* Start Data in this exercise *
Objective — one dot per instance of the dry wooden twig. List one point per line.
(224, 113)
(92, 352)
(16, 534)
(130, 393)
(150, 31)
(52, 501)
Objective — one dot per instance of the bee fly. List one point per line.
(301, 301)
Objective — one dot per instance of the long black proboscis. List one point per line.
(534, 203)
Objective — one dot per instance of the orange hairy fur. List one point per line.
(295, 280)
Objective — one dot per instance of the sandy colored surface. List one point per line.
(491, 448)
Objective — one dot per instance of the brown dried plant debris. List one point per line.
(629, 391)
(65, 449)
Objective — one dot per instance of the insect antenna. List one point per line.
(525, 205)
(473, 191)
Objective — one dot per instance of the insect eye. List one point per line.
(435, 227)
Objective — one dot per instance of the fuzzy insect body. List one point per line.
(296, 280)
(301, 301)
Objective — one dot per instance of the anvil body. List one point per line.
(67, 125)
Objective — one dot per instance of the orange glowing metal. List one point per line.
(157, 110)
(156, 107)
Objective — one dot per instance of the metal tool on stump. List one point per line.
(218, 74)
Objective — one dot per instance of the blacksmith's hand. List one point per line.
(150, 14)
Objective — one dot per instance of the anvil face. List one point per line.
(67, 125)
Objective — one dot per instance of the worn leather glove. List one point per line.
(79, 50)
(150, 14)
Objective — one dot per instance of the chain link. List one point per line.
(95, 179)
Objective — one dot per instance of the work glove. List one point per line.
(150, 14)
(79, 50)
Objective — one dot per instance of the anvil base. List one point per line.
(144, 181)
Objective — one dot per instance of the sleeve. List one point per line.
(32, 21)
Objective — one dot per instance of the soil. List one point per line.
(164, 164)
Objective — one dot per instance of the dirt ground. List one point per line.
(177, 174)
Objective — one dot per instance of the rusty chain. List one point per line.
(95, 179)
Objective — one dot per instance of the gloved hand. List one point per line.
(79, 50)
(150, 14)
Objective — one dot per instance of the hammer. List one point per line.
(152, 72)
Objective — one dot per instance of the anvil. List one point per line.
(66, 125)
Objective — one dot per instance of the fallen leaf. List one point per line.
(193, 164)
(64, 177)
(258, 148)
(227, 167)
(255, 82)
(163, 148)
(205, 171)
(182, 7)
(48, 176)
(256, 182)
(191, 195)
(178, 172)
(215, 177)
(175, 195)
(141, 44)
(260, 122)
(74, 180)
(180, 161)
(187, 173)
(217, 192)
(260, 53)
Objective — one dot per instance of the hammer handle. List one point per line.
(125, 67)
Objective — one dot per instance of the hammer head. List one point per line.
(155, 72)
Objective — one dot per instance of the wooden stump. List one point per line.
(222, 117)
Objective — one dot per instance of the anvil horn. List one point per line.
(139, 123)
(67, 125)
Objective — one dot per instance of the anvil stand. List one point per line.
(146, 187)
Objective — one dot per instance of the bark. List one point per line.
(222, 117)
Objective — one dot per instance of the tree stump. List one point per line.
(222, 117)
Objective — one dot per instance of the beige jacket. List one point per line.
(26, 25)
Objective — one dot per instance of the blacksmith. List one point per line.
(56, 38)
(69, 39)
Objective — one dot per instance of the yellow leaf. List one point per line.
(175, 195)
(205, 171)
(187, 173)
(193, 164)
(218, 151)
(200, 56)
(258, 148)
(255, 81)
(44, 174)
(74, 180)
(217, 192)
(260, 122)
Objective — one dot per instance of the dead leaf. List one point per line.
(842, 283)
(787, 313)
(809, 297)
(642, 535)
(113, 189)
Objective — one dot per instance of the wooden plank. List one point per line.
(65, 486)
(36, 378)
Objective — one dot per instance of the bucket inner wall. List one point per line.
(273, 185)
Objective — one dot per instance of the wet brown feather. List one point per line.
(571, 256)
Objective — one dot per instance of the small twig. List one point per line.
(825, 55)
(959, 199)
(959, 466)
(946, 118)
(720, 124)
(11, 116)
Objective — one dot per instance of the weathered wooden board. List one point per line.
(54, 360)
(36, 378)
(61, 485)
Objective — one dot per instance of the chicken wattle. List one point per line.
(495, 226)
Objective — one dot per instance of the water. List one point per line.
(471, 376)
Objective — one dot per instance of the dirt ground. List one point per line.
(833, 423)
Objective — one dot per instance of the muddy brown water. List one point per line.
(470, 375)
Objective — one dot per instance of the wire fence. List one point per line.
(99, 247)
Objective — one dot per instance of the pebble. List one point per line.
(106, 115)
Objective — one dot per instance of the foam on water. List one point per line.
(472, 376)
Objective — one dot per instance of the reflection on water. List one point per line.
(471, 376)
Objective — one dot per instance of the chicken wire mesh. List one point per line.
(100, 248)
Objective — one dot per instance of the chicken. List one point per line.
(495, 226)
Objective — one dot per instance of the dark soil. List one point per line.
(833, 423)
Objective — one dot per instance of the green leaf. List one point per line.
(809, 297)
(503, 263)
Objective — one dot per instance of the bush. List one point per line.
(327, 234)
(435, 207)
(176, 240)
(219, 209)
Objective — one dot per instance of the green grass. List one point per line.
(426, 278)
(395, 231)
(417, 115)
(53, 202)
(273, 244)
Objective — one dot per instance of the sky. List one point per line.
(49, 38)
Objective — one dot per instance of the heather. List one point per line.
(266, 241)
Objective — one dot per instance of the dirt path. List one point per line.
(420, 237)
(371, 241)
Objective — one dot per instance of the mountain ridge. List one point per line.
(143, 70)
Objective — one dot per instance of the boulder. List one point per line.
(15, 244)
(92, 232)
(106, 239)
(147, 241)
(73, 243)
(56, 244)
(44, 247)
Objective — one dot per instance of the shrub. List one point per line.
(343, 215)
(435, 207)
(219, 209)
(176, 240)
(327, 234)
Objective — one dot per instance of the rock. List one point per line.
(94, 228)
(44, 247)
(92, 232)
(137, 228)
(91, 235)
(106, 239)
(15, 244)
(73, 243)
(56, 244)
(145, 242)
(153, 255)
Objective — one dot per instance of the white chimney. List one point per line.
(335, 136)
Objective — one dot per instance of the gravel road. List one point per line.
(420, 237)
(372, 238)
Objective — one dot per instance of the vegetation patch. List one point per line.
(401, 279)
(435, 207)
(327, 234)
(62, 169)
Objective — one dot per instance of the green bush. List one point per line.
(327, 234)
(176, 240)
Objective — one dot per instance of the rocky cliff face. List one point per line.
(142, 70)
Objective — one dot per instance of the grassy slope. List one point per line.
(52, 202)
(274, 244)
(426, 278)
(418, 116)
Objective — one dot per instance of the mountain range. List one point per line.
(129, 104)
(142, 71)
* End Data in this exercise *
Reproduce every one of the records above verbatim, keeping the same order and line breaks.

■ Task result:
Objective — one dot per instance of the dry wooden twig. List one point per line.
(224, 113)
(92, 352)
(16, 534)
(130, 393)
(150, 31)
(52, 501)
Objective — one dot per instance of the bee fly. List one point per line.
(301, 301)
Objective — one dot per instance of the long black proboscis. List one point per line.
(534, 203)
Objective — one dot per instance of the orange hairy fur. List one point per line.
(295, 280)
Objective — one dot per instance of the sandy colored surface. List one point per line.
(491, 448)
Objective — one dot per instance of the brown dried plant debris. List one point per line.
(629, 391)
(65, 449)
Objective — one dot per instance of the insect antenna. List one point per line.
(525, 205)
(473, 191)
Objective — one dot per instance of the insect eye. List one point per line.
(435, 227)
Objective — one dot per instance of the fuzzy insect body. List one point per line.
(296, 280)
(301, 301)
Objective — one dot per instance of the anvil body. List one point per line.
(67, 125)
Objective — one dot per instance of the orange glowing metal. List one point per line.
(157, 110)
(156, 107)
Objective — one dot per instance of the metal tool on stump. List one point per line.
(218, 74)
Objective — one dot per instance of the blacksmith's hand. List one point per line.
(150, 14)
Objective — one dot per instance of the anvil face. List one point per line.
(67, 125)
Objective — one dot per instance of the worn leather glove. List one point per line.
(79, 50)
(150, 14)
Objective — one dot per instance of the chain link. List one point per line.
(95, 179)
Objective — one dot per instance of the work glove. List one point per line.
(150, 14)
(79, 50)
Objective — one dot per instance of the anvil base. List one point per line.
(144, 181)
Objective — one dot per instance of the sleeve. List one point per line.
(32, 21)
Objective — one dot per instance of the soil. List one point per line.
(164, 164)
Objective — one dot per instance of the dirt ground. List one point per line.
(177, 174)
Objective — one dot per instance of the rusty chain. List one point per line.
(95, 179)
Objective — one dot per instance of the gloved hand. List one point per line.
(79, 50)
(150, 14)
Objective — one dot per instance of the hammer. List one point per line.
(152, 72)
Objective — one dot per instance of the anvil. List one point per line.
(66, 125)
Objective — one dot per instance of the fallen leaf. List one point per line.
(193, 164)
(64, 177)
(258, 148)
(227, 167)
(255, 82)
(163, 148)
(205, 171)
(182, 7)
(48, 176)
(256, 182)
(191, 195)
(178, 172)
(215, 177)
(175, 195)
(141, 44)
(260, 122)
(74, 180)
(180, 161)
(187, 173)
(217, 192)
(260, 53)
Objective — one dot per instance of the hammer handle. List one point per line.
(125, 67)
Objective — one dot per instance of the hammer head. List one point per line.
(155, 72)
Objective — one dot per instance of the wooden stump. List one point per line.
(222, 117)
Objective — one dot per instance of the anvil horn. List one point per line.
(139, 123)
(67, 125)
Objective — one dot per instance of the anvil stand. List one point per line.
(146, 187)
Objective — one dot per instance of the bark. List one point per line.
(222, 117)
Objective — one dot per instance of the tree stump. List one point per line.
(222, 117)
Objective — one dot per instance of the beige jacket. List one point per line.
(26, 25)
Objective — one dot per instance of the blacksmith. List one point per line.
(56, 38)
(69, 39)
Objective — one dot per instance of the yellow leaf. List one point per line.
(175, 195)
(205, 171)
(187, 173)
(193, 164)
(218, 151)
(200, 56)
(258, 148)
(255, 81)
(44, 174)
(74, 180)
(217, 192)
(260, 122)
Objective — one dot per instance of the dead leaf. List one point per line.
(842, 283)
(787, 313)
(809, 297)
(642, 535)
(113, 189)
Objective — one dot per instance of the wooden plank. List one point per line.
(65, 486)
(36, 378)
Objective — one dot per instance of the bucket inner wall. List one point per line.
(273, 185)
Objective — one dot per instance of the wet brown feather. List one point per line.
(571, 256)
Objective — one dot per instance of the small twig. List one point per line.
(825, 55)
(959, 199)
(959, 466)
(946, 118)
(720, 124)
(11, 116)
Objective — one dot per instance of the weathered wooden board. List one point per line.
(54, 360)
(36, 378)
(61, 485)
Objective — one dot per instance of the chicken wattle. List one point per line.
(495, 226)
Objective — one dot per instance of the water. List one point per line.
(471, 376)
Objective — one dot per instance of the dirt ground. List one point per line.
(833, 423)
Objective — one dot per instance of the muddy brown water. List one point per line.
(470, 375)
Objective — one dot per instance of the wire fence. List one point per line.
(99, 247)
Objective — one dot per instance of the pebble. List one point per line.
(106, 115)
Objective — one dot per instance of the foam on water. List one point per line.
(472, 376)
Objective — one dot per instance of the reflection on water. List one point per line.
(471, 376)
Objective — one dot per instance of the chicken wire mesh. List one point per line.
(100, 248)
Objective — one dot per instance of the chicken. List one point per line.
(495, 226)
Objective — one dot per instance of the dark soil. List one point per line.
(833, 423)
Objective — one dot per instance of the green leaf. List one point per line.
(809, 297)
(503, 263)
Objective — one dot per instance of the bush. List one point per line.
(327, 234)
(435, 207)
(176, 240)
(219, 209)
Objective — one dot per instance of the green grass. List one point per line.
(426, 278)
(395, 231)
(417, 115)
(53, 202)
(273, 244)
Objective — one dot per instance of the sky. List one point per line.
(49, 38)
Objective — one dot per instance of the heather. List one point per line.
(266, 241)
Objective — one dot per instance of the dirt path. List one point per line.
(420, 237)
(371, 241)
Objective — one dot per instance of the mountain ridge. List one point per line.
(143, 70)
Objective — one dot per instance of the boulder. List one point per line.
(15, 244)
(92, 232)
(106, 239)
(147, 241)
(73, 243)
(56, 244)
(44, 247)
Objective — one dot per instance of the shrub. List one point per line.
(343, 215)
(435, 207)
(219, 209)
(176, 240)
(327, 234)
Objective — one dot per instance of the rock. List one point per line.
(94, 228)
(44, 247)
(92, 232)
(137, 228)
(91, 235)
(106, 239)
(15, 244)
(73, 243)
(56, 244)
(145, 242)
(153, 255)
Objective — one dot per instance of the white chimney. List one point per line.
(335, 136)
Objective — one dot per instance of the gravel road. List one point per line.
(420, 237)
(372, 238)
Objective — one dot per instance of the vegetation patch. List one point per line.
(401, 279)
(435, 207)
(327, 234)
(62, 169)
Objective — one dot per instance of the green bush. List one point per line.
(327, 234)
(176, 240)
Objective — one dot per instance of the rocky cliff face. List one point per line.
(142, 70)
Objective — one dot per instance of the grassy slope. List one point per line.
(52, 202)
(274, 244)
(426, 278)
(418, 116)
Objective — one dot per instance of the mountain range. List one point per line.
(129, 104)
(142, 71)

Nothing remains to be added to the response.